**PAGE EXTRACT:**
## begin
In Fengjin people can trace footprints of Shanghai’s development in its early days, and also appreciate the strong cultural flavor indicative of southern Yangtze “water towns.”

Contact person: Hu Bofang
Telephone number: 86-21- 57350397
E-mail: hufuzong@163.com

The preservation of Lao Cheng Xiang’s urban features

Shanghai's Lao Cheng Xiang refers to the area encircled by the Renmin Road built in the early 20th century after the demolition of the old city wall. Originally built during the Southern Song dynasty as a market town, Lao Cheng Xiang officially became a county during the Yuan dynasty, and grew into what it is today over the course of the Ming dynasty, the Qing dynasty and the early Nationalist period.

With its street layout initially shaped at the end of the Ming dynasty and the beginning of the Qing dynasty, the area was once the political, economic and cultural center of Shanghai prior to its opening to foreign trade. It is now a historical and cultural area featuring 30 characteristically Chinese gardens and historical preservation sites with unique folkloric traits such as the famous Yuyuan Garden and Temple of the Town God.

During the planning and restoration of Lao Cheng Xiang, the buildings, alleyways and streets within the zone were all appropriately preserved.

Dedicated primarily to residential, commercial, cultural, recreational and tourism-oriented functions, the area is now divided into three tourism sub-zones including the Yuyuan Garden sub-zone, the Xiao Taoyuan sub-zone and the Confucian Temple sub-zone, having successfully achieved an organic integration of commercial activities into the original urban features.

In addition, the Lao Cheng Xiang historical and cultural area is further divided into 12 residential sub-zones where sophisticated community service centers have already taken shape.
## end
**TASK INSTRUCTIONS:**
**1)** In the Shanghai heritage text, into how many residential sub-zones is the Lao Cheng Xiang historical and cultural area divided?
**2)** Reproduce the Shanghai heritage text word for word, starting at "With its street" and ending at "the Town God.".

**INFORMATION SUPPLIED:**
## begin
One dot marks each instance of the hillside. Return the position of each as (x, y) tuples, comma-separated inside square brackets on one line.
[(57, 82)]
## end
**SOLUTIONS TO EACH TASK:**
**1)** 12

**2)**
With its street layout initially shaped at the end of the Ming dynasty and the beginning of the Qing dynasty, the area was once the political, economic and cultural center of Shanghai prior to its opening to foreign trade. It is now a historical and cultural area featuring 30 characteristically Chinese gardens and historical preservation sites with unique folkloric traits such as the famous Yuyuan Garden and Temple of the Town God.